### DOCUMENT EXTRACT
────────────────────────────────────────

What you are describing sounds like the "crash" associated with hypoglycemia (my old nemesis). That represents a very different glucose response curve in which the glucose level turns around and drops low after some number of hours. The lower the drop the worse the symptoms -- the "crash." Mine was diagnosed using a 4-hour glucose tolerance test; my mother had a 6-hour test. Hopefully, using a home glucometer you can observe whether this happens without having to endure all those blood draws. I would take a lancet over a syringe any day! (I am not saying that there might not also be advantages to having it done by a lab, and analyzed by a doctor.)
I was very fortunate in being able to resolve my hypoglycemia issues before I started the KD, simply by eliminating grains (which resulted in dropping to the LWB ~72 g/d carb level -- near the ketogenic threshold). At the time I did not yet have the indications for a diagnosis of metabolic syndrome, but I appeared to be heading in that direction with a fasting glucose level of around 104 or so and increasing over time. It ranges 90-100 now, with a preference for the lower end of that range, which is good enough for me.
Perhaps you have more work to do with blood sugar before you can benefit from the KD. I can't remember but have you been checked for metabolic syndrome?
dd said:
None the less, I think whatever was happening was suppressing ketosis, because once I did start lowering protein consumption I went through ketosis transition symptoms allover again. But I guess I won't know for sure without blood glucose measurements.
OK, first some terms. Ketogenesis is the process of creating ketones from fat. Ketosis is a state of elevated ketones. Keto-adaptation is a term coined by Phinney or Volek (I forget which) that describes the body's adaptation
over time to a diet in which less glucose is consumed than will meet the body's demand, resulting in ketogenesis ([ADDED] in addition to neoglucogenesis), resulting (hopefully) in "nutritional" ketosis.

────────────────────────────────────────

### SUPPLIED MATERIAL
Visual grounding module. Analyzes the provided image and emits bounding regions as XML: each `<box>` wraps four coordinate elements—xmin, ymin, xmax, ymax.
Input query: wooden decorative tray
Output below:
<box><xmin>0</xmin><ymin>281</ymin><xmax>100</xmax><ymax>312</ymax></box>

────────────────────────────────────────

### EXERCISE SET
1. Answer these from the post on hypoglycemia and the ketogenic diet:
(a) What test was used to diagnose the writer's hypoglycemia?
(b) What range does the writer's fasting glucose level fall in now?
(c) How does the post define ketosis?
2. Please carry the post on hypoglycemia and the ketogenic diet forward from its final sentence, not the data.

### ANSWERS TO THE PROBLEMS
1.
(a) A 4-hour glucose tolerance test.
(b) 90-100.
(c) A state of elevated ketones.

2.
Excess glucose or insulin can knock you right out of ketogenesis. Blood ketone levels can vary quite a bit through the day and I suspect (but don't know for sure) that they will drop rapidly if ketogenesis stops and doesn't restart quickly (due to the brain's heavy energy demand), resulting in loss of ketosis. That in turn would reduce your brain's supply of ketones, assuming that it is indeed keto-adapted, and you could feel that quite a bit -- in the ways that you usually would feel when your brain's energy supply is reduced! (Although it doesn't take a huge amount -- 0.5 mmol of circulating BOHB is a high enough level to supply significant ketone fuel to the brain.) I don't know how quickly the brain can switch back to straight glucose consumption, but I think it is fast (to keep you from dying), so you might not feel it for long. I would like to see some research about this.
You would still be keto-adapted, however, for the time being (meaning among other things that your muscles are preferentially using fat over ketones), and my own dietary excursions have at least confirmed that for me if not anyone else.
The "transition symptoms" that you mentioned are an aspect of keto-adaptation, a slow process that has been observed to require a couple of weeks even in athletes. I haven't seen anything to suggest that anything would remove keto-adaptation quickly, any more than you can achieve it quickly. More likely, you are not fully keto-adapted to begin with, due to metabolic or dietary issues, or possibly even some other cause that hasn't yet been considered.